Problem:
Reproduce the listing below word for word, starting at its beginning and ending at the line that contains "0 172 L 137", with both ends included. Leave the pictures out of your reproduction.

Records to process:
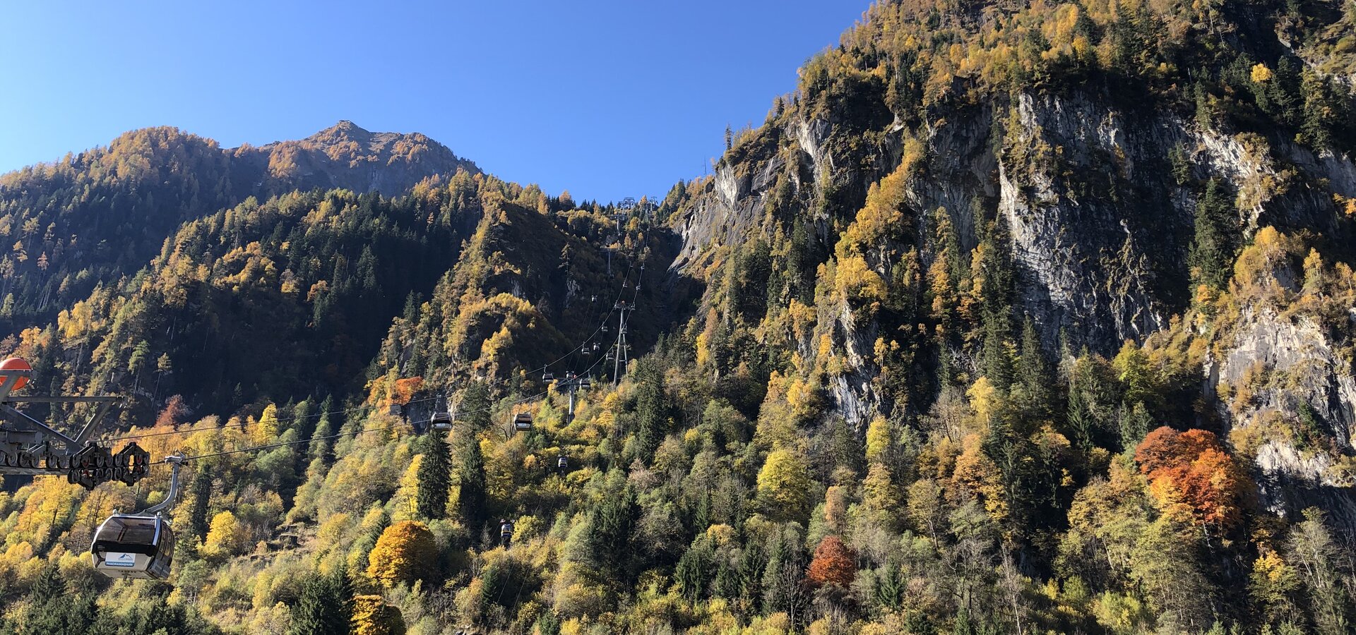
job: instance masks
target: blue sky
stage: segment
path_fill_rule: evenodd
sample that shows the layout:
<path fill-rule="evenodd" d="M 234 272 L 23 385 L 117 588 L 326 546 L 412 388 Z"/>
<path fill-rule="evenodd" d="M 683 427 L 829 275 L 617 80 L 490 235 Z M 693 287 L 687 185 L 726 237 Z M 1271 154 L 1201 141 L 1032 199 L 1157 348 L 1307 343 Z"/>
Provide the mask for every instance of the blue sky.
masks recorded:
<path fill-rule="evenodd" d="M 3 3 L 0 172 L 137 127 L 236 146 L 351 119 L 551 194 L 663 194 L 868 4 Z"/>

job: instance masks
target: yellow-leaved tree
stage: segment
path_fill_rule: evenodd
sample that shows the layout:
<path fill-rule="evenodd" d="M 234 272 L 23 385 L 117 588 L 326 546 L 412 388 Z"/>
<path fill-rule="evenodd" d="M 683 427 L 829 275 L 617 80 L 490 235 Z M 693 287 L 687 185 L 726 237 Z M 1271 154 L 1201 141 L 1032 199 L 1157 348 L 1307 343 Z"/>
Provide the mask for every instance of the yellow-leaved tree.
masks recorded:
<path fill-rule="evenodd" d="M 758 471 L 758 497 L 774 516 L 803 517 L 810 501 L 805 462 L 789 450 L 773 450 Z"/>
<path fill-rule="evenodd" d="M 353 634 L 405 635 L 405 619 L 381 596 L 357 596 L 353 598 Z"/>
<path fill-rule="evenodd" d="M 250 544 L 245 528 L 231 512 L 221 512 L 212 517 L 207 529 L 207 539 L 202 543 L 202 556 L 207 559 L 225 559 L 245 551 Z"/>
<path fill-rule="evenodd" d="M 433 573 L 438 544 L 423 523 L 403 520 L 381 532 L 367 554 L 367 575 L 391 588 L 414 584 Z"/>

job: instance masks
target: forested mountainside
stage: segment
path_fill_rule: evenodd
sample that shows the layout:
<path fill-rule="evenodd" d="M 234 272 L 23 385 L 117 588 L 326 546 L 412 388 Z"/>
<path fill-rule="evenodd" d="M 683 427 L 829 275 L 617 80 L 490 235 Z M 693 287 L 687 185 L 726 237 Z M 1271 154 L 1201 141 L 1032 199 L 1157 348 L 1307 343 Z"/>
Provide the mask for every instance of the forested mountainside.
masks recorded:
<path fill-rule="evenodd" d="M 346 188 L 399 194 L 434 175 L 479 172 L 422 134 L 351 122 L 306 139 L 222 149 L 171 127 L 0 176 L 0 320 L 15 330 L 130 276 L 180 223 L 248 196 Z"/>
<path fill-rule="evenodd" d="M 203 458 L 168 584 L 85 554 L 161 470 L 0 494 L 4 628 L 1352 632 L 1353 54 L 1351 0 L 884 1 L 654 213 L 232 190 L 20 294 L 38 387 Z"/>

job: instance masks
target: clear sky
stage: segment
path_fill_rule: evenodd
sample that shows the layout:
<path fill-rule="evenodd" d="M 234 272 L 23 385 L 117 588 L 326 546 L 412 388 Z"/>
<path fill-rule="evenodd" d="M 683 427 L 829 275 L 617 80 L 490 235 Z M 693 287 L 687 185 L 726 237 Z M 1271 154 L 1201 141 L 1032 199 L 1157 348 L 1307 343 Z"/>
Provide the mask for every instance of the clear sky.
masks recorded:
<path fill-rule="evenodd" d="M 662 195 L 868 4 L 7 1 L 0 172 L 146 126 L 229 148 L 351 119 L 551 194 Z"/>

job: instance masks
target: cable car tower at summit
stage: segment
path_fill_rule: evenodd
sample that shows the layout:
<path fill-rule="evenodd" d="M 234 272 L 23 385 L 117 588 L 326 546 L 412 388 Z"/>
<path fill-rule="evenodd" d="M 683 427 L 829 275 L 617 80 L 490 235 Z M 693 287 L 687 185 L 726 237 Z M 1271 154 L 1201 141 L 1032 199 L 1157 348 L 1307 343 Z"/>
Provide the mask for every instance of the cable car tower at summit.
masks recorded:
<path fill-rule="evenodd" d="M 99 424 L 119 397 L 16 395 L 33 375 L 19 357 L 0 362 L 0 474 L 65 475 L 72 483 L 94 489 L 108 481 L 132 485 L 151 471 L 151 458 L 136 441 L 117 454 L 92 440 Z M 89 403 L 92 416 L 75 436 L 38 421 L 19 408 L 30 403 Z"/>

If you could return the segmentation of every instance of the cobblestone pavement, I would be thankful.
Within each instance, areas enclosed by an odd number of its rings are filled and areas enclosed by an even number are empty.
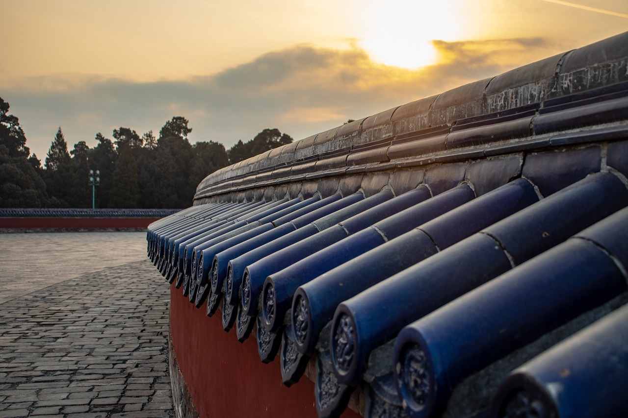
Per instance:
[[[0,233],[0,303],[89,272],[146,258],[144,232]]]
[[[124,245],[127,237],[111,238]],[[173,416],[169,287],[140,242],[140,260],[65,280],[57,275],[55,284],[0,303],[0,418]],[[126,252],[131,255],[128,247]],[[61,259],[48,262],[63,264]],[[66,277],[77,271],[61,270]],[[6,282],[4,260],[0,276]],[[20,280],[19,272],[9,279]]]

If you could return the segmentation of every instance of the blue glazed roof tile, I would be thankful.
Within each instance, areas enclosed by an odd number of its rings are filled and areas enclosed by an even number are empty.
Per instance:
[[[368,416],[620,416],[625,397],[607,394],[628,370],[625,45],[628,33],[210,174],[195,206],[149,227],[149,255],[208,316],[220,309],[208,321],[278,357],[286,385],[315,380],[321,417],[355,390]]]

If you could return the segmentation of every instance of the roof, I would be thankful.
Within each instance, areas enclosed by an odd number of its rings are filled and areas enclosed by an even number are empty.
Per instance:
[[[222,169],[149,255],[322,417],[625,410],[627,65],[628,33]],[[585,390],[591,333],[620,367]]]

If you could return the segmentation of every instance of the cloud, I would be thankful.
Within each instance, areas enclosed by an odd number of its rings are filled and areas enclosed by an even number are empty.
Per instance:
[[[78,141],[93,146],[97,132],[111,136],[126,126],[157,132],[173,115],[190,120],[191,141],[229,147],[266,127],[305,137],[544,58],[553,48],[538,38],[433,45],[441,62],[416,70],[374,62],[355,44],[342,50],[301,45],[188,80],[62,74],[0,88],[40,158],[59,126],[70,147]]]

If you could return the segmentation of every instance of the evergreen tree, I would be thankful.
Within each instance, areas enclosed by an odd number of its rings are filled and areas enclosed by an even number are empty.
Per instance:
[[[6,147],[9,157],[27,158],[30,150],[26,146],[26,136],[18,118],[8,114],[9,107],[9,104],[0,97],[0,145]]]
[[[69,162],[70,153],[68,152],[68,144],[65,142],[63,132],[60,126],[46,157],[46,169],[57,171]]]
[[[92,188],[88,184],[89,164],[87,156],[89,147],[84,141],[74,144],[74,149],[70,151],[72,156],[72,180],[68,196],[68,203],[73,208],[90,208],[92,206]]]
[[[138,167],[130,145],[122,145],[113,175],[110,208],[139,208]]]
[[[277,128],[267,128],[256,135],[251,141],[246,142],[242,142],[241,139],[238,141],[229,148],[227,153],[229,157],[229,163],[235,164],[281,145],[290,144],[292,141],[293,139],[290,135],[281,134]]]
[[[69,206],[74,174],[70,153],[68,152],[68,144],[60,126],[46,157],[44,180],[48,195],[51,199],[53,198],[50,205],[58,207]]]
[[[192,146],[194,158],[188,182],[198,185],[201,180],[216,170],[229,165],[229,157],[222,144],[198,142]]]
[[[0,98],[0,206],[36,207],[48,203],[41,162],[28,156],[26,137],[19,121],[8,114],[9,104]]]
[[[154,149],[157,147],[157,138],[153,134],[152,131],[142,135],[142,142],[144,143],[144,147],[148,149]]]
[[[119,129],[114,129],[114,138],[116,144],[116,150],[120,153],[121,148],[124,145],[129,146],[132,149],[141,148],[144,140],[139,137],[138,132],[133,129],[120,127]]]
[[[160,131],[155,149],[158,207],[185,208],[192,203],[197,186],[189,181],[194,153],[187,136],[192,131],[181,116],[173,117]]]
[[[97,188],[96,202],[99,208],[107,208],[113,187],[114,170],[117,161],[117,153],[114,144],[100,132],[96,134],[98,145],[88,151],[89,168],[100,171],[100,185]]]

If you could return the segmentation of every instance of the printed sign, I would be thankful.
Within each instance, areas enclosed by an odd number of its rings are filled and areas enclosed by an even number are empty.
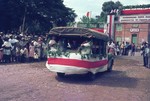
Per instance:
[[[122,15],[119,17],[120,23],[150,23],[150,14],[142,15]]]

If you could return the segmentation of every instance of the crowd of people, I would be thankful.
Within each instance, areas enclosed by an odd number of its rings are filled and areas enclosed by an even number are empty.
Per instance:
[[[113,49],[114,55],[125,55],[125,56],[134,56],[137,51],[137,47],[134,43],[122,42],[121,44],[114,43],[110,41],[108,47]],[[140,46],[140,53],[143,57],[143,66],[150,68],[150,44],[148,42],[143,42]]]
[[[54,41],[48,40],[46,35],[0,33],[0,63],[46,60],[47,49],[51,44],[54,44]],[[108,47],[113,49],[114,55],[134,56],[136,52],[135,44],[129,42],[110,41]],[[144,66],[148,67],[150,60],[148,59],[150,56],[148,43],[143,42],[140,49]]]
[[[0,63],[33,62],[46,59],[46,36],[0,34]]]

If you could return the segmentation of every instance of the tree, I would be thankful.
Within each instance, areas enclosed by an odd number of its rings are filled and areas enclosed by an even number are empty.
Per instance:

Reply:
job: instance masks
target: blue sky
stage: segment
path_fill_rule: evenodd
sample that shows the layout:
<path fill-rule="evenodd" d="M 234 272 L 23 385 L 117 588 L 326 546 L 412 388 Z"/>
<path fill-rule="evenodd" d="M 683 427 L 829 275 L 617 80 L 490 235 Z M 693 287 L 687 185 L 726 237 Z M 1271 154 L 1201 141 L 1032 199 L 1157 348 L 1307 343 Z"/>
Provide the mask for every instance of the blue sky.
masks recorded:
<path fill-rule="evenodd" d="M 3 3 L 0 172 L 137 127 L 236 146 L 351 119 L 551 194 L 663 194 L 868 4 Z"/>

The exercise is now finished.